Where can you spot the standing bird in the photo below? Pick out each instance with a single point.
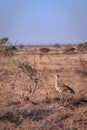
(62, 88)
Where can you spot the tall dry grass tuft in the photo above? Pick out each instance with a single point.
(68, 49)
(83, 66)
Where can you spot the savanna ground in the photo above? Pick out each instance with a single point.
(28, 98)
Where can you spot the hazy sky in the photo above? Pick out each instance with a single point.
(43, 21)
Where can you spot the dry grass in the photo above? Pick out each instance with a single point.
(28, 99)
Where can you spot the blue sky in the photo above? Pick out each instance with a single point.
(44, 21)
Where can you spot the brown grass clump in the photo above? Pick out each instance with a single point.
(44, 50)
(83, 65)
(68, 49)
(82, 48)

_ _ _

_OBJECTIVE:_ Reproduce verbatim the portion of the records that opens with the line containing "Where can you spot the blue" and continues through the end of the records, including both of those ends.

_OUTPUT BELOW:_
Where can you spot the blue sky in the photo above? Pick out each instance with a single point.
(44, 21)
Where can you spot the brown grass clump in the photo above? Pick out each instance with a single point.
(44, 50)
(83, 65)
(68, 49)
(82, 48)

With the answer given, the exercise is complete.